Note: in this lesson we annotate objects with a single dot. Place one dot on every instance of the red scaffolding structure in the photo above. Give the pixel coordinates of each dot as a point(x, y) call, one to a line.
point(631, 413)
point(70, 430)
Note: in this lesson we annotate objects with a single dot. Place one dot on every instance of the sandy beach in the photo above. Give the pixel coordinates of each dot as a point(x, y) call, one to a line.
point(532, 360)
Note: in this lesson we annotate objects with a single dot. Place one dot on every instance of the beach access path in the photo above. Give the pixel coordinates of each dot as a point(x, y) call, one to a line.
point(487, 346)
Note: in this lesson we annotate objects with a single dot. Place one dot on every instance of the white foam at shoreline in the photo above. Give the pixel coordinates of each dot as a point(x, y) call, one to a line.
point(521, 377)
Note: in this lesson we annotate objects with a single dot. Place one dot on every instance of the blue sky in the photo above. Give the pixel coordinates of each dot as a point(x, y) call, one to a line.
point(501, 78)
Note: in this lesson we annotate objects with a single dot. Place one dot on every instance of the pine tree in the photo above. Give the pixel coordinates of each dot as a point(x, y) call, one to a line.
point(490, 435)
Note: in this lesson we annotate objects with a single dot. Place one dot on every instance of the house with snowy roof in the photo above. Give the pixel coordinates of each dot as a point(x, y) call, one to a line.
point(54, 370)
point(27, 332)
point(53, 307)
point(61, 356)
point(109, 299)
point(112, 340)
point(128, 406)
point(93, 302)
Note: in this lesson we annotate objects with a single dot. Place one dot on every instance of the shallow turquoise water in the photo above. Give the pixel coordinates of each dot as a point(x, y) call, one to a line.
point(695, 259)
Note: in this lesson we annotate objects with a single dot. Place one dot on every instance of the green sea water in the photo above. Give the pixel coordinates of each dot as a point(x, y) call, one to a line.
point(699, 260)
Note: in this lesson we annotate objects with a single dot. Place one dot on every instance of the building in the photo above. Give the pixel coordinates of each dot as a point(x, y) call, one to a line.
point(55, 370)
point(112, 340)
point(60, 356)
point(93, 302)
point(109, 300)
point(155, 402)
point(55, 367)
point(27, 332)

=-=-=

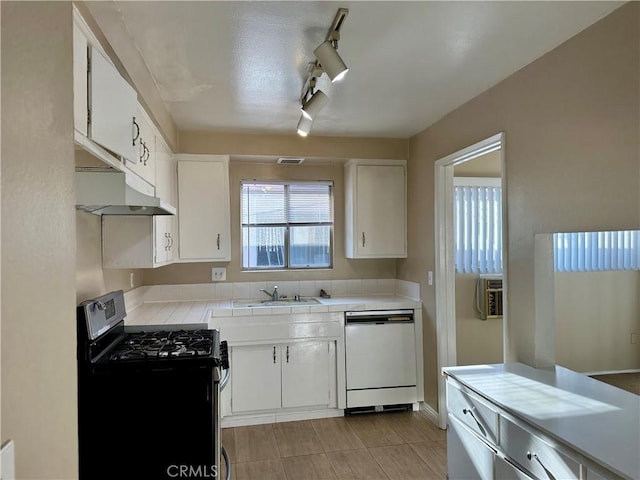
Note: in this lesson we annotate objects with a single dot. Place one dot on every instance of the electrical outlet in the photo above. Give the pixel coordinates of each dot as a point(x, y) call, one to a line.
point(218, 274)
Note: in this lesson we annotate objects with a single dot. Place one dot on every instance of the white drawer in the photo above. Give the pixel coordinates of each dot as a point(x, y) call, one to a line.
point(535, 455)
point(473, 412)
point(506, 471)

=-=-=

Short task: Could you put the part of the records that opens with the line containing "the white foam" and closes with the line containing "point(699, 260)", both ends included, into a Markdown table? Use the columns Row and Line, give each line its own numbered row, and leave out blank lines.

Output for this exercise:
| Row | Line |
|---|---|
| 1 | Note: in this lesson we annotate objects with a single dot. Place one dot on every instance of the white foam at shoreline in the photo above. Give the pixel coordinates of each dot as a point(x, y) call, one to a line. |
| 2 | point(521, 377) |
| 3 | Note: in this lesson we annotate objects with a single dot. Place one dot on every instance of the blue sky in the photo above. Give the pixel coordinates of each dot as a point(x, y) call, one to a line. |
| 4 | point(501, 78) |
| 5 | Note: in this lesson we annotate objects with a single dot. Place one dot on every instance of the pine tree in the photo above. Give the pixel coordinates of each dot as a point(x, y) call, one to a line. |
| 6 | point(490, 435) |
| 7 | Note: in this lesson we annotate objects with a single dot. Place one dot on every instance of the house with snowy roof in the photo above. Give the pixel coordinates of each dot as a point(x, y) call, one to a line. |
| 8 | point(54, 370) |
| 9 | point(27, 332) |
| 10 | point(53, 307) |
| 11 | point(61, 356) |
| 12 | point(109, 299) |
| 13 | point(112, 340) |
| 14 | point(128, 406) |
| 15 | point(93, 302) |
| 16 | Note: in this lesson we annotate objects with a single dot. Place one dot on every instance of the shallow turquoise water in the photo above. Give the pixel coordinates of each dot as a point(x, y) call, one to a line. |
| 17 | point(695, 259) |
| 18 | Note: in this lesson we annotate objects with a single dot. Place one dot on every instance of the green sea water in the photo above. Give the pixel coordinates of each dot as a point(x, y) call, one to a line. |
| 19 | point(699, 260) |